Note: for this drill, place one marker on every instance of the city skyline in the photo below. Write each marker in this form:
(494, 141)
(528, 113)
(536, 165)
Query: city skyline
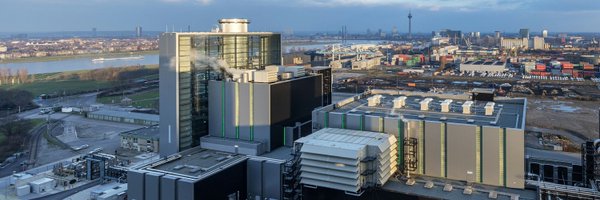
(302, 15)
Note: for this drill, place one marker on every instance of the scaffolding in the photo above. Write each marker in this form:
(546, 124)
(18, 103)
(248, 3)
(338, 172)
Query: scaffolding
(292, 190)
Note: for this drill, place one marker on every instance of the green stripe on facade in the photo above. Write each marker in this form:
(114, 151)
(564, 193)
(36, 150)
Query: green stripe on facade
(504, 156)
(283, 136)
(344, 121)
(326, 119)
(400, 143)
(480, 154)
(443, 150)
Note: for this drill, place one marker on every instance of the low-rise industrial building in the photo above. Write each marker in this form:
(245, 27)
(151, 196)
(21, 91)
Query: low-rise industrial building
(143, 140)
(124, 117)
(206, 174)
(483, 66)
(449, 136)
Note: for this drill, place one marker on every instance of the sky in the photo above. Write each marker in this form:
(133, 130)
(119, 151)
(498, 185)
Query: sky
(301, 15)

::::::::

[Instructions for the task] Copy all the items above word for word, but leave out the picture.

[Response]
Note: for this drill, place one marker on every instance of the city skyline in the photo below. Write each marker in this form:
(494, 141)
(528, 113)
(536, 165)
Query: city skyline
(302, 15)
Note: for this drill, place one marker on every instance of the scaffolding in the photo above. Write each marker in this form:
(546, 124)
(18, 103)
(248, 3)
(338, 172)
Query: scaffolding
(292, 190)
Note: for this drill, place one marker on every instance of the green stripe on facade in the photo above. Write each marker in this form:
(114, 151)
(564, 193)
(36, 150)
Query: green stripe on facade
(504, 156)
(283, 136)
(344, 121)
(326, 119)
(400, 143)
(480, 154)
(443, 150)
Note: for this drill, place one marker on every instance of the low-rise industrial building in the photo above. Write each marker in this form:
(245, 27)
(151, 196)
(21, 91)
Query: low-rise industrial building
(143, 140)
(124, 117)
(206, 174)
(483, 66)
(449, 136)
Note: for this drill, place one marker on every instance of the sky in the photo above. Write each marker in this form:
(133, 130)
(119, 151)
(498, 185)
Query: sky
(301, 15)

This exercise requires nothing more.